[Begin]

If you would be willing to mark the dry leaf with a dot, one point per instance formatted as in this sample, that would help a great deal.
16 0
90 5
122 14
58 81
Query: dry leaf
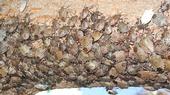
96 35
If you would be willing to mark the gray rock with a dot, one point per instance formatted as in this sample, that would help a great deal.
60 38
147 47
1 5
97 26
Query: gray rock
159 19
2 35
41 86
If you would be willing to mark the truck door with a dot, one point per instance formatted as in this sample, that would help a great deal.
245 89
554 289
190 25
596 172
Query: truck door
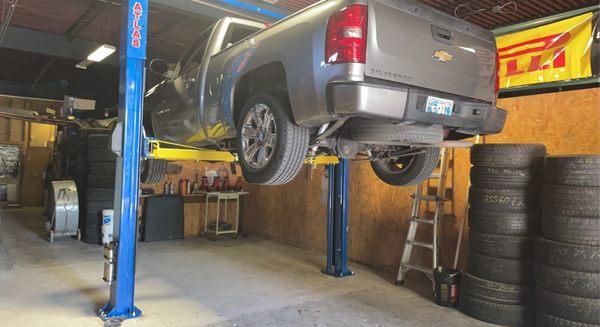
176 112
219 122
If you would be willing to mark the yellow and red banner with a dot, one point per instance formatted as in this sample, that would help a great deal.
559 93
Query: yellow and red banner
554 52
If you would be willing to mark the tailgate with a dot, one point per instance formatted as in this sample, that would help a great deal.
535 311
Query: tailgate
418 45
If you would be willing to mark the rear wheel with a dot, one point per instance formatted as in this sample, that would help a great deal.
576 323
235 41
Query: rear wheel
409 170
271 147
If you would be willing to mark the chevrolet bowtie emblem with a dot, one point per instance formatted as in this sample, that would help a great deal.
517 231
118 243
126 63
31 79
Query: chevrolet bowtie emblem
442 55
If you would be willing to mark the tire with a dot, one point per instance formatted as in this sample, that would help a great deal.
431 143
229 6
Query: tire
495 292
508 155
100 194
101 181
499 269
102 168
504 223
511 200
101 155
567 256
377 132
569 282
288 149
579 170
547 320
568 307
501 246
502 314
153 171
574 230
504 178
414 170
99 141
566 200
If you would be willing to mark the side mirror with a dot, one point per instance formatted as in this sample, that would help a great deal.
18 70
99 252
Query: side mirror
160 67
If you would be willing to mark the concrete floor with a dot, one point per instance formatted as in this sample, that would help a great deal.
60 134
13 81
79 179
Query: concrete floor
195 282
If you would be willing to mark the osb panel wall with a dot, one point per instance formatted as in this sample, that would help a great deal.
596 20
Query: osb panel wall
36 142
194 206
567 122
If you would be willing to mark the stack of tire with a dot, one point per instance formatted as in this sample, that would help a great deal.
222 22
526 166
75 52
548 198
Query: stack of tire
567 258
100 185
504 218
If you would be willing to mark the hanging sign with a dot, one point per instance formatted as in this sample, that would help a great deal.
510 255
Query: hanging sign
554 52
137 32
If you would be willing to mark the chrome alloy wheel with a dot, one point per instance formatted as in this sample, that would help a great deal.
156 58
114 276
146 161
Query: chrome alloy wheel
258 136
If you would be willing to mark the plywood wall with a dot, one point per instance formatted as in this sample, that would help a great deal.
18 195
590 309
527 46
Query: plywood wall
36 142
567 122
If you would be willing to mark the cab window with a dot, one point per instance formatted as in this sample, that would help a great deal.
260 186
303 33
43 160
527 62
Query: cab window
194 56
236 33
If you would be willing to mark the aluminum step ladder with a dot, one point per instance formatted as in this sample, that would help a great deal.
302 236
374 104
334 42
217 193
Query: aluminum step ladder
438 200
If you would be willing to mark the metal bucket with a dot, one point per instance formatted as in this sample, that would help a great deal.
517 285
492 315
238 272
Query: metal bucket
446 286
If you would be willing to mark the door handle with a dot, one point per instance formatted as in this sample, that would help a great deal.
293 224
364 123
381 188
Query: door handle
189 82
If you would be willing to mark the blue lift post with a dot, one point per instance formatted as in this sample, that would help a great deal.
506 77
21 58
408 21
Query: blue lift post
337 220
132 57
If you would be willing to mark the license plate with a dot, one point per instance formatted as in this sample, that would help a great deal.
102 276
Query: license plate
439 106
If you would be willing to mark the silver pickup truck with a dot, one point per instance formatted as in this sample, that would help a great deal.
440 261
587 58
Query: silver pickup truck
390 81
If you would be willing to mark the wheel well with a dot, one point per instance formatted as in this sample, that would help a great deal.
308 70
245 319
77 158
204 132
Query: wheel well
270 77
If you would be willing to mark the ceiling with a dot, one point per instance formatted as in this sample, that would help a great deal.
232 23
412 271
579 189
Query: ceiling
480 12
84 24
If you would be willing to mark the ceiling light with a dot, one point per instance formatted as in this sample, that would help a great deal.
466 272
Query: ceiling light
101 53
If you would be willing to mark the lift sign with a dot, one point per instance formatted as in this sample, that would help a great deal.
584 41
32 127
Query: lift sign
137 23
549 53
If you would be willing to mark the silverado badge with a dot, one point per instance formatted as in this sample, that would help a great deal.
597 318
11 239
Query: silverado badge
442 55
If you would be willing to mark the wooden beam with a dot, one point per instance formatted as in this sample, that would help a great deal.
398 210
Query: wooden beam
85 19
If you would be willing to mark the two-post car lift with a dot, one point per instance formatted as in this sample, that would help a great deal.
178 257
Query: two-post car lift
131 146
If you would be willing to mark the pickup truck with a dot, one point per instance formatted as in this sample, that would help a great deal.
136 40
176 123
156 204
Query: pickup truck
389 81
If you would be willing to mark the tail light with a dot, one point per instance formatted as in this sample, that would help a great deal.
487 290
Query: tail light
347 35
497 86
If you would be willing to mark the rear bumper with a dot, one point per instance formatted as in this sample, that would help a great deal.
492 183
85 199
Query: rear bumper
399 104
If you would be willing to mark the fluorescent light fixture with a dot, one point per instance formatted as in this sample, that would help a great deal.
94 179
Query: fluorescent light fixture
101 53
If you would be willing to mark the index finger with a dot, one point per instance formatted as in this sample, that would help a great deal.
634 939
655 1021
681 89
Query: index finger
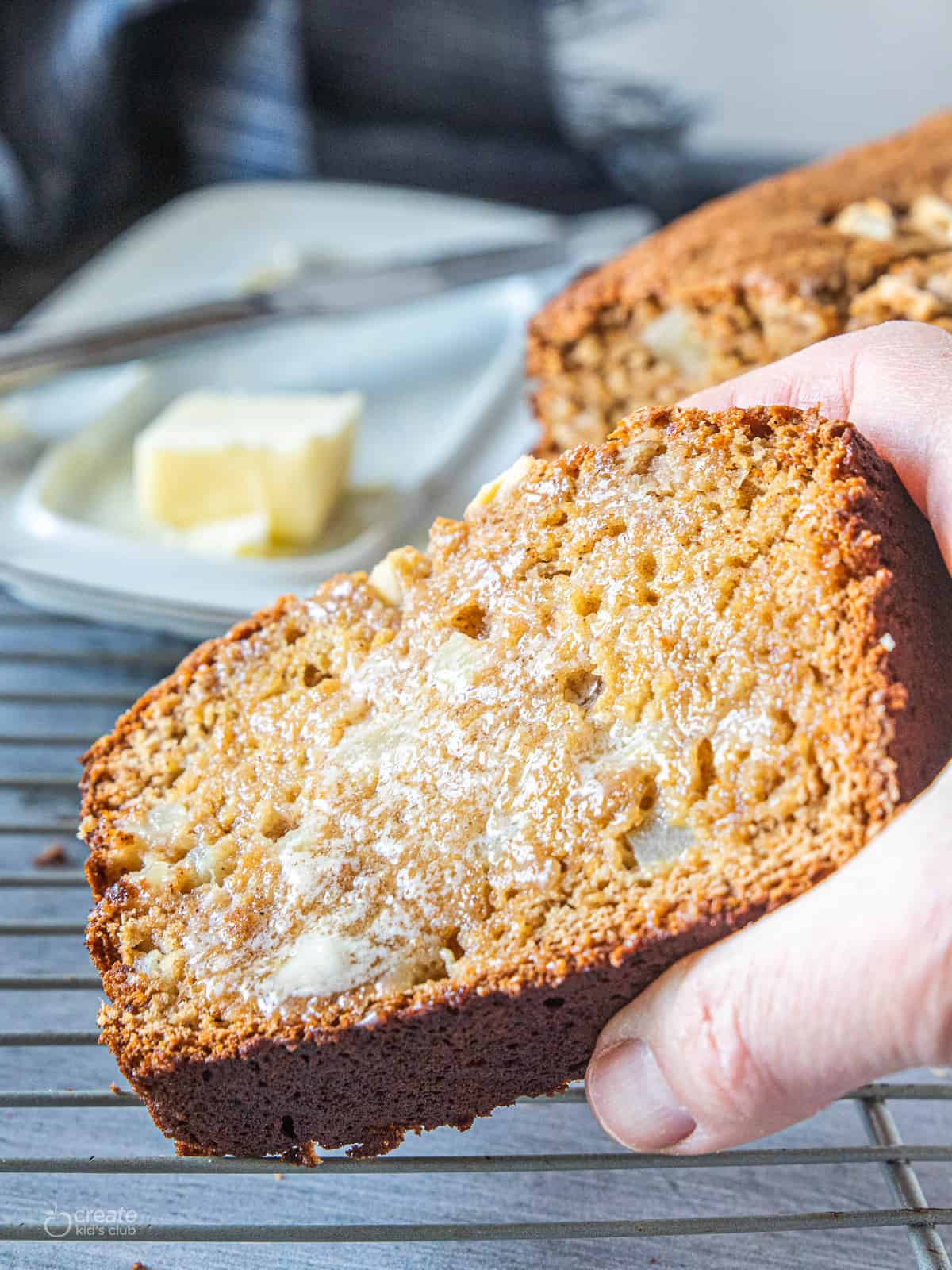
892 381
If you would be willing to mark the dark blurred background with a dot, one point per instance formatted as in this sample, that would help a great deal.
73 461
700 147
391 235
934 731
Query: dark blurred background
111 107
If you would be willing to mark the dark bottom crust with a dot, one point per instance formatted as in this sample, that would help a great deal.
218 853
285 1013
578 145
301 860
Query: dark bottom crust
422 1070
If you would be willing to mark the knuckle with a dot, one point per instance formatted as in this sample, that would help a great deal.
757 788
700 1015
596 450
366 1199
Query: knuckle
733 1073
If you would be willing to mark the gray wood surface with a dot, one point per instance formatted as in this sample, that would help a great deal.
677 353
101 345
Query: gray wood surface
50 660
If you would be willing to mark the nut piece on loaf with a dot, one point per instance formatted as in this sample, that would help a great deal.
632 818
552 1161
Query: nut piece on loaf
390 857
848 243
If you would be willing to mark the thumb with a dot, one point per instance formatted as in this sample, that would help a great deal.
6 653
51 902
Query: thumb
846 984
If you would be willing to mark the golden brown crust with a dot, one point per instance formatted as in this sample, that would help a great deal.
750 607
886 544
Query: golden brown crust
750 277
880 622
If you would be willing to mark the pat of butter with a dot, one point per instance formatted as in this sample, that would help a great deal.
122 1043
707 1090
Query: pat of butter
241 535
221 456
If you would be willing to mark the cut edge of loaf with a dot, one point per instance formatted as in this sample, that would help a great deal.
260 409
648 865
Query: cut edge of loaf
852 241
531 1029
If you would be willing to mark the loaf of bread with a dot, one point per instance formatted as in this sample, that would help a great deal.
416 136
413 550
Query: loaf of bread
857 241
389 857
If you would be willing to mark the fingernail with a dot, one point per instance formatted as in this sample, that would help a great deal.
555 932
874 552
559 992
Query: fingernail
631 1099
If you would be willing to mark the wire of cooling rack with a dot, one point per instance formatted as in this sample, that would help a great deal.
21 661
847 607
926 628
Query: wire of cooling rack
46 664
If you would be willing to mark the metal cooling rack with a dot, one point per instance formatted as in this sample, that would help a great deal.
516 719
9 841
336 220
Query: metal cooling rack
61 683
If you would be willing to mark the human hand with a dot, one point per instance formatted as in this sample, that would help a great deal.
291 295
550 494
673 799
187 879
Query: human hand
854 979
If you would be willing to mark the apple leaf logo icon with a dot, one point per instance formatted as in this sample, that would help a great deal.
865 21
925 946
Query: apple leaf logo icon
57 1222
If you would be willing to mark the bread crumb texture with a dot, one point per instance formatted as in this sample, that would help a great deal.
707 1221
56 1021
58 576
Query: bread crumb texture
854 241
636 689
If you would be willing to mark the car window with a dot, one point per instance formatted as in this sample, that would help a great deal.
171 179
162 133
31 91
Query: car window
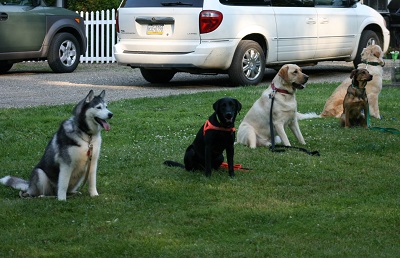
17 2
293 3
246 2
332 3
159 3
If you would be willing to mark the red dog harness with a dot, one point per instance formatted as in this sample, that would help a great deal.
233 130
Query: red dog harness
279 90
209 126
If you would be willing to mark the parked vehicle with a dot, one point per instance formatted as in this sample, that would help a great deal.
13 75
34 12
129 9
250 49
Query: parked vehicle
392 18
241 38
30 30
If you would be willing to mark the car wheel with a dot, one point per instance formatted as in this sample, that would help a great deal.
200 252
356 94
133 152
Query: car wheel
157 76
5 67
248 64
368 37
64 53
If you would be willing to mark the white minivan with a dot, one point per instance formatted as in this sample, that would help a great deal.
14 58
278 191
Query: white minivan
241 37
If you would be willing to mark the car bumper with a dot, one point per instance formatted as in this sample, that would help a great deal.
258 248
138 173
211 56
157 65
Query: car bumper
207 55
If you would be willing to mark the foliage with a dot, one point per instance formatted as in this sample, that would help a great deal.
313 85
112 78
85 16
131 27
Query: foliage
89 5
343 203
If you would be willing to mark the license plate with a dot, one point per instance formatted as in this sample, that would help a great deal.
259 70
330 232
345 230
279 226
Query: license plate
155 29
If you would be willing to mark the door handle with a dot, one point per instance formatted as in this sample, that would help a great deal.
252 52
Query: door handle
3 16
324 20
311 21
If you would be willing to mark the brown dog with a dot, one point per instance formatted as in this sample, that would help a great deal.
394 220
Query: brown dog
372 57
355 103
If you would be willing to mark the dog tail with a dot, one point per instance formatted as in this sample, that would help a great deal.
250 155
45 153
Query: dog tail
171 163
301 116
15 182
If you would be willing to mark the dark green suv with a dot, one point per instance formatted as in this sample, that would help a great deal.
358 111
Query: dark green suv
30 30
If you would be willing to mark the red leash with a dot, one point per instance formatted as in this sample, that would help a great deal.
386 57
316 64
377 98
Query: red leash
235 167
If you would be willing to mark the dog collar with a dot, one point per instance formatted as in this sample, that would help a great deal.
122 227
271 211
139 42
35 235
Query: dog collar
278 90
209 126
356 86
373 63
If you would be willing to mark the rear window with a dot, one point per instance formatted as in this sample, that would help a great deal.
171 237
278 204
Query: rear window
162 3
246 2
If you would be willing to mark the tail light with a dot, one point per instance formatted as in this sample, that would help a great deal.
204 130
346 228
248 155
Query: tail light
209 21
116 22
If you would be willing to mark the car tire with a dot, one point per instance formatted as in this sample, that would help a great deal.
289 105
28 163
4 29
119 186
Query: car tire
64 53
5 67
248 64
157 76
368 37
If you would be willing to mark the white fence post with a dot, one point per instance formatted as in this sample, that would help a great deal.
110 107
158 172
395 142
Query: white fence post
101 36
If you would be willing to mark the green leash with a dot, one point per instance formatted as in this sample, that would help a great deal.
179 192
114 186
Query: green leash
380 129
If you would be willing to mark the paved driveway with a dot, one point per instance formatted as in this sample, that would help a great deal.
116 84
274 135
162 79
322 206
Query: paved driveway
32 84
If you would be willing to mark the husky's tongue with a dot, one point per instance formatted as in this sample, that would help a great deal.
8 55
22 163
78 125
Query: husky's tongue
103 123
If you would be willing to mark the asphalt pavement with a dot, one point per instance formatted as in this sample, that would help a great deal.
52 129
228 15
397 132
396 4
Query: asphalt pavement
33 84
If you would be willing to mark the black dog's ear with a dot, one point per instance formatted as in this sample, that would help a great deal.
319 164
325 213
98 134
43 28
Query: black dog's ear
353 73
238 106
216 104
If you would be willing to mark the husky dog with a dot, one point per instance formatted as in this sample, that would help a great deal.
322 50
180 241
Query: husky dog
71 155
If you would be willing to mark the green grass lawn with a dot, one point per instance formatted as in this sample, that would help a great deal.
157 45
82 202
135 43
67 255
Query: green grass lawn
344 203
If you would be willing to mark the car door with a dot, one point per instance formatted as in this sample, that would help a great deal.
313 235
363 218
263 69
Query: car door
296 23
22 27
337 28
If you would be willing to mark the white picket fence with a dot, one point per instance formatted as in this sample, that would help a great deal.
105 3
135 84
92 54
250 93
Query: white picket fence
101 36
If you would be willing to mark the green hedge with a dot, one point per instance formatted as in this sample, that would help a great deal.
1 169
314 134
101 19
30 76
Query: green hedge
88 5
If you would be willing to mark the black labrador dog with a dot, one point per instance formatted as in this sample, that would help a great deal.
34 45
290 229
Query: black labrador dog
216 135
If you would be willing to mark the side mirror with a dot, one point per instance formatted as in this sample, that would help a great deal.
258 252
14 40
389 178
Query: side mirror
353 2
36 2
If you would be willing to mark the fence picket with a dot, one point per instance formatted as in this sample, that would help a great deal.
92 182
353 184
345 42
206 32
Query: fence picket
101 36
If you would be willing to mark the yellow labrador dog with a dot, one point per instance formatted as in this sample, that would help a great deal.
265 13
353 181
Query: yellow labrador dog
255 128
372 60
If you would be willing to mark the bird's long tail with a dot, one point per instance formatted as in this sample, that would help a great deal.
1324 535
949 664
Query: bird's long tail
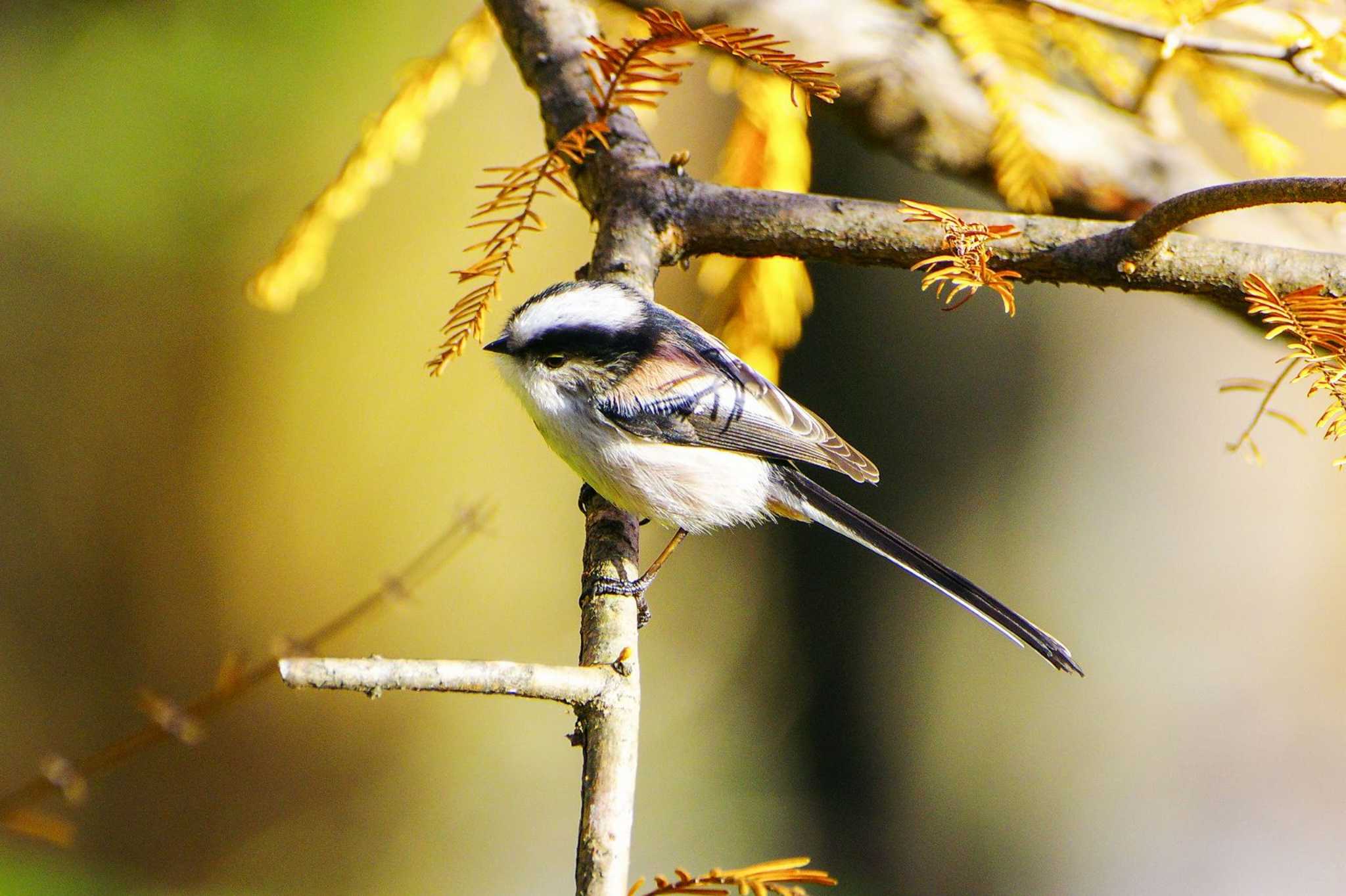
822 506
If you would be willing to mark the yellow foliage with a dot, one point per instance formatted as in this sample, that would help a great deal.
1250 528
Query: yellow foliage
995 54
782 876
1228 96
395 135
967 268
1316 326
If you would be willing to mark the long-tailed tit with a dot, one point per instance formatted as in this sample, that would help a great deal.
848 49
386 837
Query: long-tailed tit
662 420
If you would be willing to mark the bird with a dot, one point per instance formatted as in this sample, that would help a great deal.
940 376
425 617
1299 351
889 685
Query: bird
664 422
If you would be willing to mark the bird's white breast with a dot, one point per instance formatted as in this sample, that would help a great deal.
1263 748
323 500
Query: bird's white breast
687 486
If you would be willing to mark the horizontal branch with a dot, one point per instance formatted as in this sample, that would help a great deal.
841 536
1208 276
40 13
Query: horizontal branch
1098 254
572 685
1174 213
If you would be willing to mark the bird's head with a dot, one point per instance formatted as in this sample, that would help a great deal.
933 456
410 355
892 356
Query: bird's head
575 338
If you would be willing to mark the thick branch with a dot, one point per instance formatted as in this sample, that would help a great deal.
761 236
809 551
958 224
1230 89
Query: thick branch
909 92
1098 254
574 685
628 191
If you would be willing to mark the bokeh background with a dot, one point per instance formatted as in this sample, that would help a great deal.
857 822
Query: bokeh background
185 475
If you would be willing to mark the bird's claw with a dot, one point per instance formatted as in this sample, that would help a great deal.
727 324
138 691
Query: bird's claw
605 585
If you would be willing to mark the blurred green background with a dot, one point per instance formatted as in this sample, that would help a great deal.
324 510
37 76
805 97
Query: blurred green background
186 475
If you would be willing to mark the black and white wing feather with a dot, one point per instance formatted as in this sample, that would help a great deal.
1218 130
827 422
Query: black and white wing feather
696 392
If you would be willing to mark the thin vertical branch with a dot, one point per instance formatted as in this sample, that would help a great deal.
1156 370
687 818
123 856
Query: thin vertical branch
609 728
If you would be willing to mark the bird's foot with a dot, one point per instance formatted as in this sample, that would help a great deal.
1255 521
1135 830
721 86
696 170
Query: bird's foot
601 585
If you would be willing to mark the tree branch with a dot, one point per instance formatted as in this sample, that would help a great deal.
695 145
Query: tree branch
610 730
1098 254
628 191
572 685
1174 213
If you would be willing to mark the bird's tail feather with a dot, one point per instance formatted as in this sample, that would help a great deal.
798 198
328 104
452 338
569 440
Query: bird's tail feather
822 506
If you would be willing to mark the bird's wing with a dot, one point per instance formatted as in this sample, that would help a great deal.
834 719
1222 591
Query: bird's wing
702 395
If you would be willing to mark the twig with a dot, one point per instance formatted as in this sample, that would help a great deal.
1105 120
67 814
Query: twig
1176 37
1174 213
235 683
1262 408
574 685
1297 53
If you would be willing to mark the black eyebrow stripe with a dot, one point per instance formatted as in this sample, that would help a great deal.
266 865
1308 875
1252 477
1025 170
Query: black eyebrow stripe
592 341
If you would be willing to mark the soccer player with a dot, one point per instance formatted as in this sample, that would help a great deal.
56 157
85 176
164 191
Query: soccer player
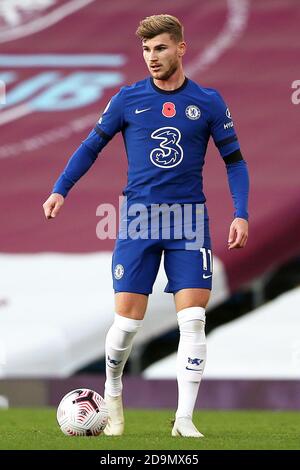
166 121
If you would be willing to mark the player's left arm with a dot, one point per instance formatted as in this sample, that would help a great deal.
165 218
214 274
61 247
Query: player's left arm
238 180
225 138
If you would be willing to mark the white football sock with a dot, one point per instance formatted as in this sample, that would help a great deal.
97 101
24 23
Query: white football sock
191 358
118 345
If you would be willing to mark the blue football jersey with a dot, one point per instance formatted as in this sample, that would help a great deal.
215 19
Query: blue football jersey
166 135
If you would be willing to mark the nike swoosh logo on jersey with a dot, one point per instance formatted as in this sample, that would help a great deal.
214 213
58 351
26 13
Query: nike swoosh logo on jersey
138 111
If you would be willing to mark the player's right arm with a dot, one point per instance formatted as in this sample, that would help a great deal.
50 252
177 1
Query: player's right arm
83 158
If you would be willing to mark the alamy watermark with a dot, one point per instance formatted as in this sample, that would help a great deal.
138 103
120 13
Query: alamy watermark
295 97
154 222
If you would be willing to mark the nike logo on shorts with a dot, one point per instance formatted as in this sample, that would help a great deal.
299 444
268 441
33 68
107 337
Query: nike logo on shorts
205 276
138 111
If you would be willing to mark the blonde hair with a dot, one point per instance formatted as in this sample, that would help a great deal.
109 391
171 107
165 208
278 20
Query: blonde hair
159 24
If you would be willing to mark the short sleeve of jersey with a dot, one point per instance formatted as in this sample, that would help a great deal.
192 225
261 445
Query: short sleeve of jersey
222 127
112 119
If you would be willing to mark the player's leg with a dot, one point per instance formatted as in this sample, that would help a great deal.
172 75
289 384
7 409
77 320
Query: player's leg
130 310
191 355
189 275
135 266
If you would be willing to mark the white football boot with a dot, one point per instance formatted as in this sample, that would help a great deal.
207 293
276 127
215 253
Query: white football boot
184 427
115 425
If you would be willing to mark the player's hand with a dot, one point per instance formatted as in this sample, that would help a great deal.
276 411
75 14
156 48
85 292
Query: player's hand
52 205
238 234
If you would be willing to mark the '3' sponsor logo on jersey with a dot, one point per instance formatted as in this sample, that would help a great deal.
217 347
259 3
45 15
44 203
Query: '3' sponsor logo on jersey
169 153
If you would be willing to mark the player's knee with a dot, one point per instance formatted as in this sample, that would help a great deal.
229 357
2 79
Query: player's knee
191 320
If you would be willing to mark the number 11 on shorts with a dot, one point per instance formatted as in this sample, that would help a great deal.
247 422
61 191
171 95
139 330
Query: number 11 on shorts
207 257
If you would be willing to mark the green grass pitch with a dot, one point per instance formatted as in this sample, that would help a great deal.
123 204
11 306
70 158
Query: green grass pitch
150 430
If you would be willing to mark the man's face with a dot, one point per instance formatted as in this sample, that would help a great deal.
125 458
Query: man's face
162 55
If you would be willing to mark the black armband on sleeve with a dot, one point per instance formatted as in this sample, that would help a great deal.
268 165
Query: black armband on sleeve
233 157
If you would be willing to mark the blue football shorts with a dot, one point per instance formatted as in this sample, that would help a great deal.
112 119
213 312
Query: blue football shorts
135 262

[End]

- Written task:
Print only the lines from the one with "If you would be willing to mark the player's hand" to the end of the records, both included.

- Response:
If you would be willing to mark the player's hand with a dot, one point per instance formatted as in this sample, that would help a great deal.
276 411
75 14
156 48
85 292
Query: player's hand
52 205
238 234
If you would be willing to mark the '3' sponsor logo on jersey with a dot, one point per instance formatted as in this sample, that would help a great deal.
217 347
259 3
45 15
44 203
Query: '3' sponsor logo on jersey
169 153
If you would be willing to mark the player's knee with a dot, one point per instance formatted as in this sample, that would help a great deal.
229 357
2 79
Query: player's knee
191 320
If you would be willing to mark the number 11 on shorts with a dot, one point per instance formatted as in this sample, that would help a great deal.
247 422
61 191
171 95
139 330
Query: number 11 on shorts
207 257
If you would be willing to mark the green grass pitch with a dot, one point per instance formatted as in this sample, that would help a great deal.
123 204
11 306
70 158
Query: green grass pitch
150 430
If you would be willing to mark the man's face with a dot, one point per instance formatted as in this sample, that would help a great deal.
125 458
Query: man's face
162 55
If you would be willing to mark the black armband on sleeve with a dot, one point per instance formatted as in this sample, that would help a great deal.
268 165
Query: black armband on sleeve
233 157
If you would be willing to mark the blue football shorts with a dot, one point per instance formatted as in this sample, that would help a great deal.
112 119
213 312
Query: blue football shorts
135 262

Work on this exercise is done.